4. Restano ferme le disposizioni in materia di poteri sostitutivi previste dalla legislazione vigente.

Articolo 138
Annullamento straordinario.
1. In applicazione dell’art. 2, comma 3, lettera p), della legge 23 agosto 1988, n. 400, il Governo, a tutela dell’unità dell’ordinamento, con decreto del Presidente della Repubblica, previa deliberazione del Consiglio dei Ministri, su proposta del Ministro dell’interno, ha facoltà, in qualunque tempo, di annullare, d’ufficio o su denunzia, sentito il Consiglio di Stato, gli atti degli enti locali viziati da illegittimità.

Articolo 139
Pareri obbligatori.
1. Ai pareri obbligatori delle amministrazioni statali, anche ad ordinamento autonomo, delle regioni e di ogni altro ente sottoposto a tutela statale, regionale e subregionale, prescritti da qualsiasi norma avente forza di legge ai fini della programmazione, progettazione ed esecuzione di opere pubbliche o di altre attività degli enti locali, si applicano le disposizioni dell’art. 16 della legge 7 agosto 1990, n. 241 e successive modifiche ed integrazioni, salvo specifiche disposizioni di legge.

Compito assegnato a:
Filtra le voci qui sotto e copia ogni riga in cui compare la parola "roof".

Voci estratte:
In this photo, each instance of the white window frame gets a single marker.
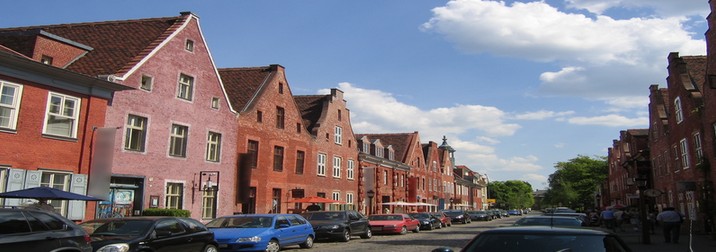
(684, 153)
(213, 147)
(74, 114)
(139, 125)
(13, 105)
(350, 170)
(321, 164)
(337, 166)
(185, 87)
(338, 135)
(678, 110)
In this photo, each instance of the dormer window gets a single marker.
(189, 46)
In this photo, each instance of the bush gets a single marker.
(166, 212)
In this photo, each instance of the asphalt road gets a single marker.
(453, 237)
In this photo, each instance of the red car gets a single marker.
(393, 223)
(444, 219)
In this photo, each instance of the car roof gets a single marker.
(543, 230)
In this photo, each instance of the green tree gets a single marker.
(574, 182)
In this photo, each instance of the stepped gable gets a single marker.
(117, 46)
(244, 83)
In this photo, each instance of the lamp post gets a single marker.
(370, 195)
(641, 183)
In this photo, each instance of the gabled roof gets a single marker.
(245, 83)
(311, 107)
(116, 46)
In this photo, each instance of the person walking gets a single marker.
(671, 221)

...

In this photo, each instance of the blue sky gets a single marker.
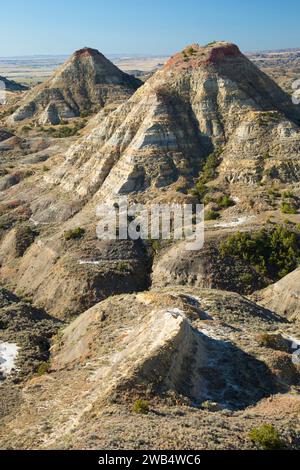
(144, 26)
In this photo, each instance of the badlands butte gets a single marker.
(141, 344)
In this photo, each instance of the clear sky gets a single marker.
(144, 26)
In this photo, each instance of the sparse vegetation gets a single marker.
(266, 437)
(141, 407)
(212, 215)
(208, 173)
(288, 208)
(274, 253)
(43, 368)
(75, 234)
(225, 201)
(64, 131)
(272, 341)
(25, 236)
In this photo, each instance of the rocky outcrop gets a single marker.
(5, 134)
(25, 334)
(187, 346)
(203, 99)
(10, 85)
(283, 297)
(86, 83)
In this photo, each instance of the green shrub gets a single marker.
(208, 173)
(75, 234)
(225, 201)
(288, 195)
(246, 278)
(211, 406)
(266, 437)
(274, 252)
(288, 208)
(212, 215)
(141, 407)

Compito assegnato b:
Riporta il passo del testo fornito che parte da "Articolo 138" e prosegue fino a "Pareri obbligatori.".

Risposta al compito a:
In this photo, each instance of the car roof gets a single marker.
In this photo, each instance of the gabled roof gets a single marker.

Risposta al compito b:
Articolo 138
Annullamento straordinario.
1. In applicazione dell’art. 2, comma 3, lettera p), della legge 23 agosto 1988, n. 400, il Governo, a tutela dell’unità dell’ordinamento, con decreto del Presidente della Repubblica, previa deliberazione del Consiglio dei Ministri, su proposta del Ministro dell’interno, ha facoltà, in qualunque tempo, di annullare, d’ufficio o su denunzia, sentito il Consiglio di Stato, gli atti degli enti locali viziati da illegittimità.

Articolo 139
Pareri obbligatori.